**Given task**
Locate every line in the records below that contains the word "hair" and copy each such line.

**Dataset entries**
··········
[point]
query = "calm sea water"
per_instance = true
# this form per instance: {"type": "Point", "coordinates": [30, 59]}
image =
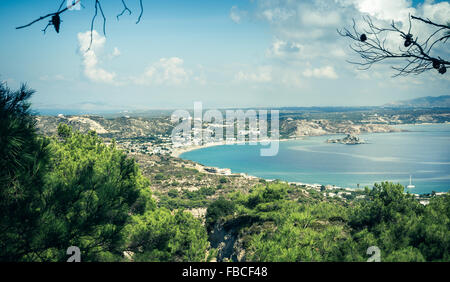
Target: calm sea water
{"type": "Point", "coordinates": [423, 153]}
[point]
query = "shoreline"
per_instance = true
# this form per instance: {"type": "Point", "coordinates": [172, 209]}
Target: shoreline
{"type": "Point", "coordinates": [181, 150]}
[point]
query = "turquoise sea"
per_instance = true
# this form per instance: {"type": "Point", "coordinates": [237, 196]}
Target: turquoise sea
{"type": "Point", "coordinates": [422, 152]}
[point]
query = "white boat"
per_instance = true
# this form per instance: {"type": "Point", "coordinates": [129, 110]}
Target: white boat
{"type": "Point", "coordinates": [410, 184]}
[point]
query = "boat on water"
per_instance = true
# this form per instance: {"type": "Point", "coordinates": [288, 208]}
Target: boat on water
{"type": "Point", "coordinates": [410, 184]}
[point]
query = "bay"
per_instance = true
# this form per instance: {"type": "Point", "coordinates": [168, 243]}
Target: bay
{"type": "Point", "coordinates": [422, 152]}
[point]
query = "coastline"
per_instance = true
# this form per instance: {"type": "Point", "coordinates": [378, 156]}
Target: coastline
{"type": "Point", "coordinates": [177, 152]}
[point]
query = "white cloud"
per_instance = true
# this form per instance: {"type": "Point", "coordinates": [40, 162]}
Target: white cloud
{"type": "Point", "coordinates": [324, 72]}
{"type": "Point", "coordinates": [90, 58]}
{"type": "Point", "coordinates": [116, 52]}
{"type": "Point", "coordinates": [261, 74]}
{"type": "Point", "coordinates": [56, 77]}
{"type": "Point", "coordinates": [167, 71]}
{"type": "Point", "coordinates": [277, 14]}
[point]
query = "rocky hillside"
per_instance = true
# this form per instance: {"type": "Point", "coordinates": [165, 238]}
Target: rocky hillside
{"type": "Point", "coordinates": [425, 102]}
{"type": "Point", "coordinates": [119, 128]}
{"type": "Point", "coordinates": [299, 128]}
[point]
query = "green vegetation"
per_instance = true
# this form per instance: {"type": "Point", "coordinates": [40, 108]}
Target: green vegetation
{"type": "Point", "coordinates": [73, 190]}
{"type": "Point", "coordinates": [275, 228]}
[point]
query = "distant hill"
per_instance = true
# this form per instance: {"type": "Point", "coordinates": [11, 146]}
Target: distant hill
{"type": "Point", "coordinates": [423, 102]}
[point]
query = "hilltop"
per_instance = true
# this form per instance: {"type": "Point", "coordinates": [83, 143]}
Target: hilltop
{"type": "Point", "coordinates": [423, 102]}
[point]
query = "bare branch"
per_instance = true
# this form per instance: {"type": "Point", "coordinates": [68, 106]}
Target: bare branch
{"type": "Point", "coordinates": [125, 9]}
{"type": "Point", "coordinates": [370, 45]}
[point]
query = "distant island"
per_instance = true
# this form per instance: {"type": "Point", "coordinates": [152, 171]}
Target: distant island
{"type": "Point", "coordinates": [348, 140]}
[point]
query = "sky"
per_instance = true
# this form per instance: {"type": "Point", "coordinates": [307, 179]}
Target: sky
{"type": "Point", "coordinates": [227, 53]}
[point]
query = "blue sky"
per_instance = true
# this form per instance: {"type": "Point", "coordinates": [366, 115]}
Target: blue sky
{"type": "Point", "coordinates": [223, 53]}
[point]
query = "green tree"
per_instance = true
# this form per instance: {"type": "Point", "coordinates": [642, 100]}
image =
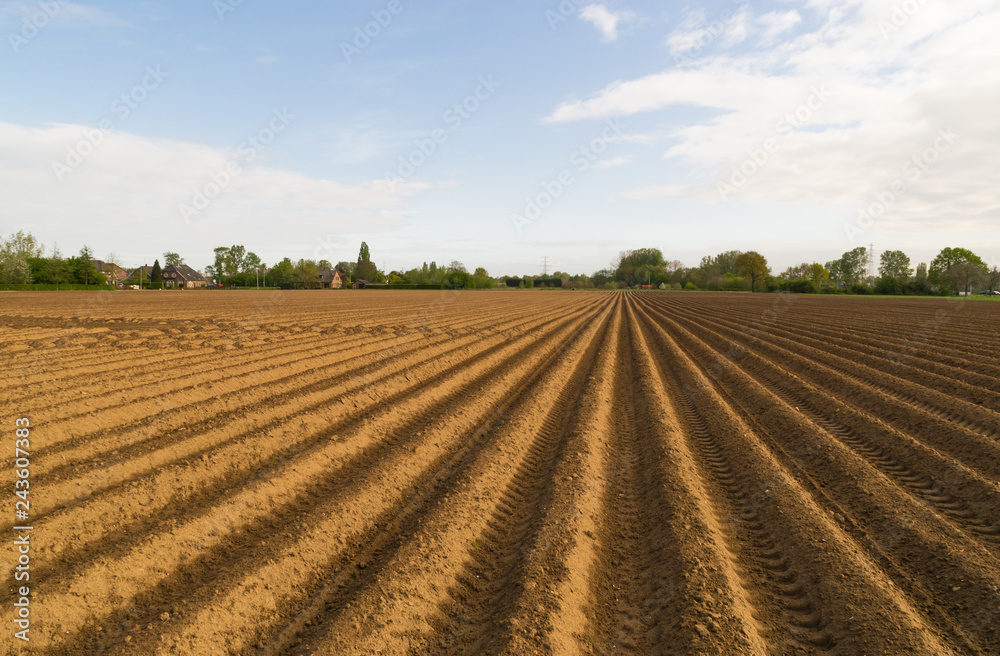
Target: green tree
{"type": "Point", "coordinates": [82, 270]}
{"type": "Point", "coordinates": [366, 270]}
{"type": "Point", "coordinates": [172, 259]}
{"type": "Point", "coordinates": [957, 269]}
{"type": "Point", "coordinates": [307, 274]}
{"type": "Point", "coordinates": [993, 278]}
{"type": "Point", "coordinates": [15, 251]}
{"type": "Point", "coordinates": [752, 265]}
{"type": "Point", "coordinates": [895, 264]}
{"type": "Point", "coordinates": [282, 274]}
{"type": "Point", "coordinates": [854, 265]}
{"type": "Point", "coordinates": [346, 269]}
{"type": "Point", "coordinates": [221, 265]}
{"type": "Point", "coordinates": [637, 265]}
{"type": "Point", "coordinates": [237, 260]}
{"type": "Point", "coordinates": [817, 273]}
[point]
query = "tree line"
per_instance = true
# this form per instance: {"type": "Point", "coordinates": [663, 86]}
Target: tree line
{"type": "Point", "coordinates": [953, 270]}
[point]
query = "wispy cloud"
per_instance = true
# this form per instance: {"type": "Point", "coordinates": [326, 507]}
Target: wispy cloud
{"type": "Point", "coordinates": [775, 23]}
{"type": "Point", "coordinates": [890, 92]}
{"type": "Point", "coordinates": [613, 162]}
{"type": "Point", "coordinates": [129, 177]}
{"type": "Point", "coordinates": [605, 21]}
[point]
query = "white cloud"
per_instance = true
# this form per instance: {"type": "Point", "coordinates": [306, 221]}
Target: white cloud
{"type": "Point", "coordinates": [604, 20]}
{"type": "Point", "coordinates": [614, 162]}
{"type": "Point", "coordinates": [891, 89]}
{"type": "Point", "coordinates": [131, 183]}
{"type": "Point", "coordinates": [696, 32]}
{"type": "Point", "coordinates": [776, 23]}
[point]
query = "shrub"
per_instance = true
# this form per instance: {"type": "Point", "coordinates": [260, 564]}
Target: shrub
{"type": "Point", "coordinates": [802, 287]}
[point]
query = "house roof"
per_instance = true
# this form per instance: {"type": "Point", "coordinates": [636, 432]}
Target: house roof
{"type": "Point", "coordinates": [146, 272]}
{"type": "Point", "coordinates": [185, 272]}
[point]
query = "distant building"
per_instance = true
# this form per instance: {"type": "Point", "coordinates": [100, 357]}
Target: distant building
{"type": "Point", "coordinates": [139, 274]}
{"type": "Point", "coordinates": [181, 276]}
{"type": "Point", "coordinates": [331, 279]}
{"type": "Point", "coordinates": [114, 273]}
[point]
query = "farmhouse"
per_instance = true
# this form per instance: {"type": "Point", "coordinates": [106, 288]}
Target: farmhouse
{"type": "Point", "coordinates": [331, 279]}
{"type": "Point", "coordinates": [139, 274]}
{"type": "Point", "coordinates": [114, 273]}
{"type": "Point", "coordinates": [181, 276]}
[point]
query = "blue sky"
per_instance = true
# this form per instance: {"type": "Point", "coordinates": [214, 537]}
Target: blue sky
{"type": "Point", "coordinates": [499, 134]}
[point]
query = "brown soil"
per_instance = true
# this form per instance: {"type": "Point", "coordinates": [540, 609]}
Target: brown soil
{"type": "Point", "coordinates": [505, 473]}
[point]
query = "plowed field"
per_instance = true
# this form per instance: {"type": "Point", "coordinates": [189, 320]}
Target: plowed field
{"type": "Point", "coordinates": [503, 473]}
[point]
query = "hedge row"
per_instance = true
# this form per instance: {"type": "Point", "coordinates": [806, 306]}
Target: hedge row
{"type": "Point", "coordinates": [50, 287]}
··········
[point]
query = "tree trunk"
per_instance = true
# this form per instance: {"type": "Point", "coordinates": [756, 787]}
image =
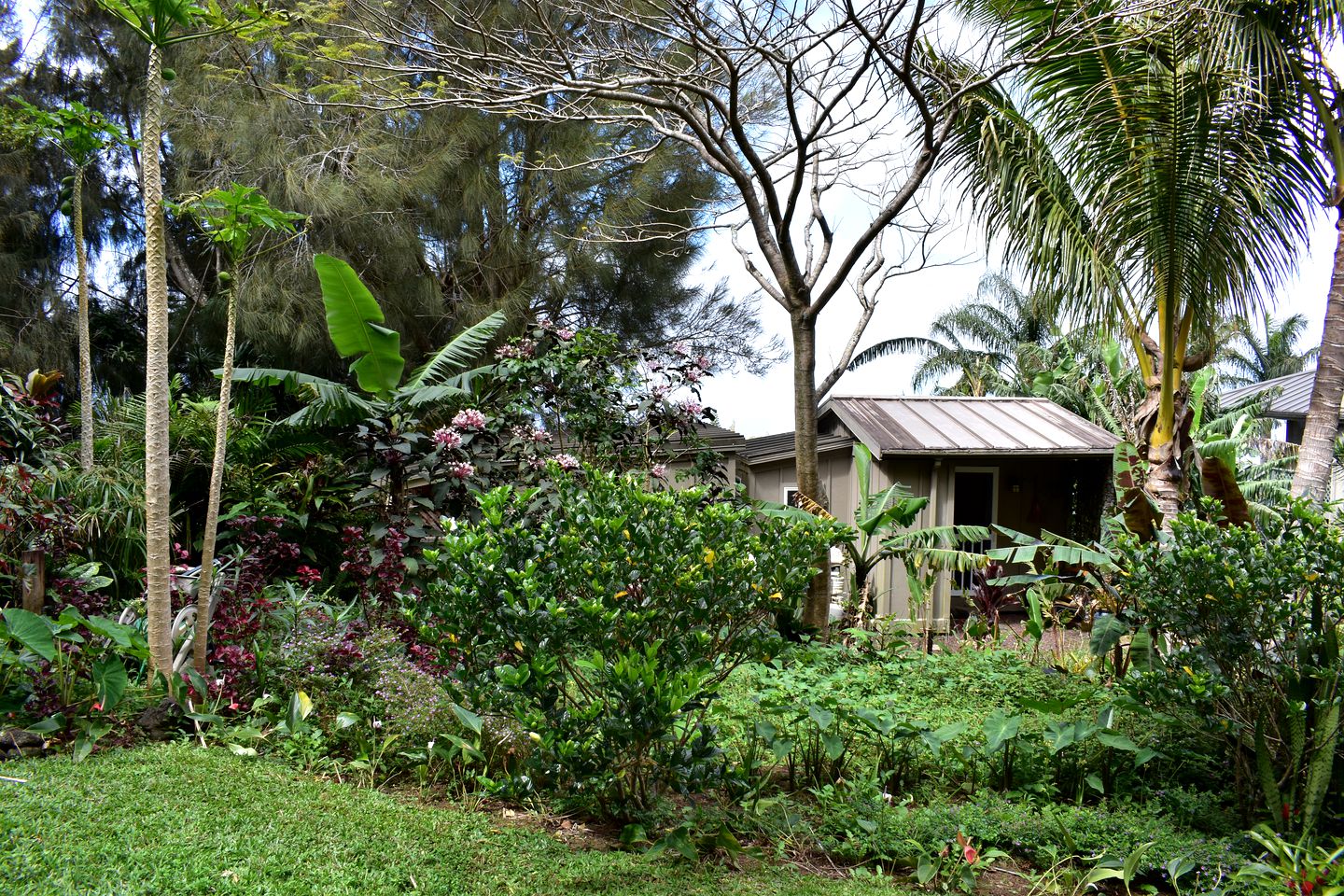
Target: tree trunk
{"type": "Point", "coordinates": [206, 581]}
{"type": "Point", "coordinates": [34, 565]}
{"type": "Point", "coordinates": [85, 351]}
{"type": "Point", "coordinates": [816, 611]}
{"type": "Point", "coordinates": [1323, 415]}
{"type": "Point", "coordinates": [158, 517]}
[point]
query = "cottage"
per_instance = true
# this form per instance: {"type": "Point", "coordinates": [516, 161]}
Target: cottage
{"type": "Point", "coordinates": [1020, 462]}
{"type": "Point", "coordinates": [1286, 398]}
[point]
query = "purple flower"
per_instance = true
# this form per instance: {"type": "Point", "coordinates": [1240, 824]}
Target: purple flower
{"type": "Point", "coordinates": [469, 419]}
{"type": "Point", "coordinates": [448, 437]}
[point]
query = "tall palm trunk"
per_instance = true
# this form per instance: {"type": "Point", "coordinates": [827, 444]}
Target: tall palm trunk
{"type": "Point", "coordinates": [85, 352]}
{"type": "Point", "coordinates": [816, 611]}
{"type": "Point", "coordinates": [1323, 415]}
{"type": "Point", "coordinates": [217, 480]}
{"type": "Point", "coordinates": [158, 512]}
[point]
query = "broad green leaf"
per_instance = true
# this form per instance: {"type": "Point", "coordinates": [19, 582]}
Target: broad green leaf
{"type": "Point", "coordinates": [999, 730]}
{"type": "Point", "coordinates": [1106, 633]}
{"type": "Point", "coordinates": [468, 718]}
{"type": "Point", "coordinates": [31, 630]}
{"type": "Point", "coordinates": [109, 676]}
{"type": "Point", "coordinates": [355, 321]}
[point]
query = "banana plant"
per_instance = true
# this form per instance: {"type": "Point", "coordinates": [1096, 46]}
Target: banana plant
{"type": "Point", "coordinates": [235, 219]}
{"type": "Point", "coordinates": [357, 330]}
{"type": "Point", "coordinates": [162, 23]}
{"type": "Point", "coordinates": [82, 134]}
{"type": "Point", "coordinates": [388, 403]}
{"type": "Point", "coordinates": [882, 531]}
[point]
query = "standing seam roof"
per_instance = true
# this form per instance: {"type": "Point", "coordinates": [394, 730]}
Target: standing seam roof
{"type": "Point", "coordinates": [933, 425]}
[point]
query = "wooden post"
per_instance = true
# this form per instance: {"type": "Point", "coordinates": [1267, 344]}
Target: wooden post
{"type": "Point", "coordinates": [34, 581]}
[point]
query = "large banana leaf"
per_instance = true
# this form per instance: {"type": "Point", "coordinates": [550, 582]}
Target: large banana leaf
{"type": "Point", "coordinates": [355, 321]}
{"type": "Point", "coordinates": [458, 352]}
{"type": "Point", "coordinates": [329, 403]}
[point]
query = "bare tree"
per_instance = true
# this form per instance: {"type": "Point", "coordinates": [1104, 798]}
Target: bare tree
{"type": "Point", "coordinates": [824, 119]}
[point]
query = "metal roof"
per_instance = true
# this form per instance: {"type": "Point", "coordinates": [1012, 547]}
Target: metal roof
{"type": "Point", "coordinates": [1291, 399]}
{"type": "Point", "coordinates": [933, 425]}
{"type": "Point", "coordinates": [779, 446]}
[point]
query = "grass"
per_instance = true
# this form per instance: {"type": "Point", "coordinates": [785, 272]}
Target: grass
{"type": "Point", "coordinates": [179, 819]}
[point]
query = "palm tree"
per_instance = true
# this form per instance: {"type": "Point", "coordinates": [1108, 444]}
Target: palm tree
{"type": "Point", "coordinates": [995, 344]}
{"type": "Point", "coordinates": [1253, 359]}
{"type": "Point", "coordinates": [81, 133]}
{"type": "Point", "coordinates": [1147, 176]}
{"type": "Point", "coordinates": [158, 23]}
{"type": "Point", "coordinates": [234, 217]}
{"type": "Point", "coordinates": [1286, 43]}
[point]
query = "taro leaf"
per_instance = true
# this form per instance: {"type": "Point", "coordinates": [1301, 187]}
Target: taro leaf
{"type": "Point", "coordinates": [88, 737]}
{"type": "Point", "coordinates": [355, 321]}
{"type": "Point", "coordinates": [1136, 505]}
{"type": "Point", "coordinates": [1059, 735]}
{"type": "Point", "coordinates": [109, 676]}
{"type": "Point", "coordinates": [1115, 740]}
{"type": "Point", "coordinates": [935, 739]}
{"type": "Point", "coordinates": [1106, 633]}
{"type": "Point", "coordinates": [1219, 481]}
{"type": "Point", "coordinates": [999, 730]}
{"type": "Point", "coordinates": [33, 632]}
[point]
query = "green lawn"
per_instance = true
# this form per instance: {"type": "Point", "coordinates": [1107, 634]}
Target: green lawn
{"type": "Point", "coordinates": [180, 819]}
··········
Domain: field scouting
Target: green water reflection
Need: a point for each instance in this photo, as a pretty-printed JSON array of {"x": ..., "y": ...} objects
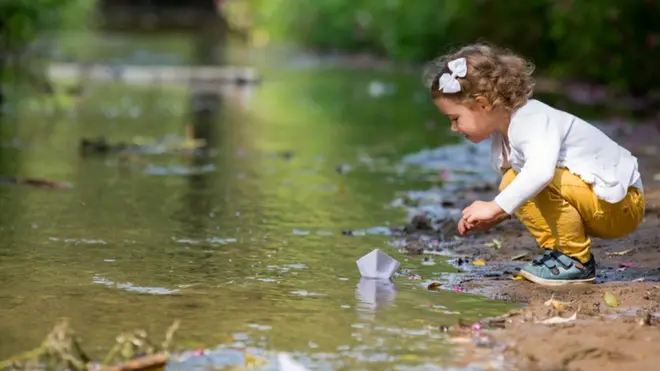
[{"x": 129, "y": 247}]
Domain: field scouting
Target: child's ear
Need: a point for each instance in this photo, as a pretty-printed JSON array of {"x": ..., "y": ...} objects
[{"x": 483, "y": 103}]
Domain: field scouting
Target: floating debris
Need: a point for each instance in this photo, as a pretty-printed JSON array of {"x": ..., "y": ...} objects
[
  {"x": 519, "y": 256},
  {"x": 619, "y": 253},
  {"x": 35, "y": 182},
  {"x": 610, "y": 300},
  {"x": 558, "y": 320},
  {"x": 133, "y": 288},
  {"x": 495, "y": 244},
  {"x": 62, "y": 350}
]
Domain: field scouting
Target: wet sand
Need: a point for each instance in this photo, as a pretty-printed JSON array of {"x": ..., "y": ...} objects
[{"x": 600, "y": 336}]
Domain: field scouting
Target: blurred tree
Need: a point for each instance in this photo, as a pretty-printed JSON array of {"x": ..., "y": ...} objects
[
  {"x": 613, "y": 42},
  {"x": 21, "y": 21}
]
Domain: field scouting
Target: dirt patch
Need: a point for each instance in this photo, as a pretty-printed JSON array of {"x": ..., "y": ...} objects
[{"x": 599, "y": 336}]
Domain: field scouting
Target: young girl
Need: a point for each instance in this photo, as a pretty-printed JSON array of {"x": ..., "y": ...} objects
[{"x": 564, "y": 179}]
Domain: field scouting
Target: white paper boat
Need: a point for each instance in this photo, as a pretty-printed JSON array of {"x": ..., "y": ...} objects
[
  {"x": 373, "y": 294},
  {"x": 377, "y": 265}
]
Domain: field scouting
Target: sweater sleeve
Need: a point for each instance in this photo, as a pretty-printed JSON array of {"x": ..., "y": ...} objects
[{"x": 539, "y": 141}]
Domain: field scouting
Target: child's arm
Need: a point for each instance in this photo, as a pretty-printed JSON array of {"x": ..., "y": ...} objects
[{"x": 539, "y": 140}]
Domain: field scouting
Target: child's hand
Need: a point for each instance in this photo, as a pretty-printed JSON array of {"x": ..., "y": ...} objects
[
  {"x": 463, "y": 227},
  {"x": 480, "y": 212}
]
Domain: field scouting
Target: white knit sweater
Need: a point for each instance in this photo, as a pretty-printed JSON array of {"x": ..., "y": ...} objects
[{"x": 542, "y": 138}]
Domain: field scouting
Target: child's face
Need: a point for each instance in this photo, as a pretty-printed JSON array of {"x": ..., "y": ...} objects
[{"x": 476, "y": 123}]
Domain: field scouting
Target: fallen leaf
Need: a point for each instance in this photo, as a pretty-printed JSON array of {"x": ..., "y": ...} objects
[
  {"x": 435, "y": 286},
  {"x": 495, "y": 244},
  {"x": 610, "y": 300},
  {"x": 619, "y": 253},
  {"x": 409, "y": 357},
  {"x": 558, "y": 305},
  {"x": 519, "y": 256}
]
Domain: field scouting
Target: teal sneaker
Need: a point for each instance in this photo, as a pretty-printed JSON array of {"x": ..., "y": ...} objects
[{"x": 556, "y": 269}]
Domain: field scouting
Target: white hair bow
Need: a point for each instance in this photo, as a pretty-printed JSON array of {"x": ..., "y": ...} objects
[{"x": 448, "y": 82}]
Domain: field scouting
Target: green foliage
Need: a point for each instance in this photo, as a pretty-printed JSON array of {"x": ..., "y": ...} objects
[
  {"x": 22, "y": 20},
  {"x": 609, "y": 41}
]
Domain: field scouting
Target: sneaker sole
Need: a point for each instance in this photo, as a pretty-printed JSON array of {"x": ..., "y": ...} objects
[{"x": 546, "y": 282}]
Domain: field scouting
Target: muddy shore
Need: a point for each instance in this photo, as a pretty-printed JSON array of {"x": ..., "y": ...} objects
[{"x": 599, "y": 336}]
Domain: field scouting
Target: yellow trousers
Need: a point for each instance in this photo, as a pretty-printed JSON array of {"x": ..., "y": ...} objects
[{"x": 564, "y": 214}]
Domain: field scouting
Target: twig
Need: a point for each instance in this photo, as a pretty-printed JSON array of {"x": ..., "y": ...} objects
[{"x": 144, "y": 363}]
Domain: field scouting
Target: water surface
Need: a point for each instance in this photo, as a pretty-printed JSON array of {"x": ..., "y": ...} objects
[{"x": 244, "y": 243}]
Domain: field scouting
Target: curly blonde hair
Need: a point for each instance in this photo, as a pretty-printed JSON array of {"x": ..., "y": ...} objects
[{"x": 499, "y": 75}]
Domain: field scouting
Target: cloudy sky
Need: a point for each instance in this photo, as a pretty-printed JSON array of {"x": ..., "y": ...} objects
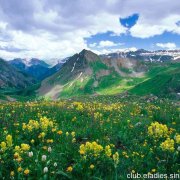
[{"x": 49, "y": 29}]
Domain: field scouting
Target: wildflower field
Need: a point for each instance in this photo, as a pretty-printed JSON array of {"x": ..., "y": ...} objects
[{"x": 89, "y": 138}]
··········
**Written answer**
Target: white hair bow
Target: curly blonde hair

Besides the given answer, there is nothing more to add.